## Task item
Return all of the data verbatim, dropping any picture.
--- Data Enclosed Below ---
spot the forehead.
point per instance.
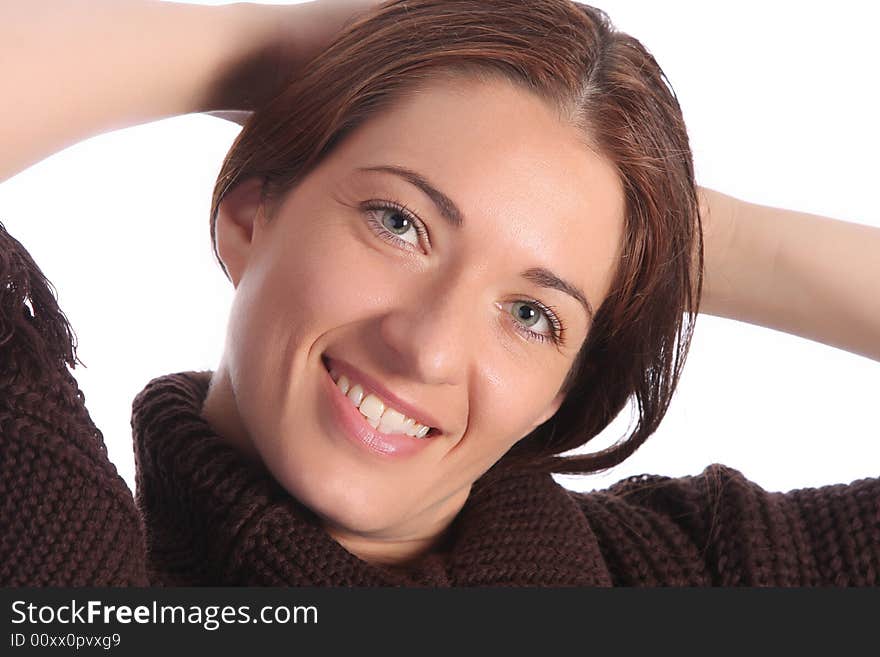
(512, 166)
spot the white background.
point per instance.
(781, 102)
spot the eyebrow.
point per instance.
(455, 217)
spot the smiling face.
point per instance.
(452, 320)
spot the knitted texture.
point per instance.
(204, 515)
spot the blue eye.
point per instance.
(396, 224)
(531, 313)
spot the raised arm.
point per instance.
(804, 274)
(73, 69)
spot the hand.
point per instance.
(286, 38)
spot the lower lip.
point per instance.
(359, 431)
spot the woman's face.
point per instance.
--- End of Enclosed Data ---
## Exercise answer
spot the forehead.
point per instance.
(512, 166)
spot the white background.
point per instance.
(781, 102)
spot the eyebrow.
point per instance.
(455, 217)
spot the smiling face.
point per instance.
(452, 320)
spot the knitted texture.
point per instance.
(204, 515)
spot the blue eye.
point per instance.
(396, 224)
(531, 313)
spot the raised arm.
point per instance.
(804, 274)
(73, 69)
spot the hand.
point per instance.
(286, 38)
spot the lower lip.
point per instance.
(359, 431)
spot the woman's face.
point per instance.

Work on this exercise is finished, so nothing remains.